Entries taken from a collection
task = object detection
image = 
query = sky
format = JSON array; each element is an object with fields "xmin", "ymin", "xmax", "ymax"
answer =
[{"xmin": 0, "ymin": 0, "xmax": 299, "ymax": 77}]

**WHAT NEEDS TO BE DONE**
In the records above, find the lines holding "object". Copy each one.

**RESPONSE TO THIS EXERCISE**
task = object detection
format = JSON array; each element is an object with fields "xmin", "ymin", "xmax", "ymax"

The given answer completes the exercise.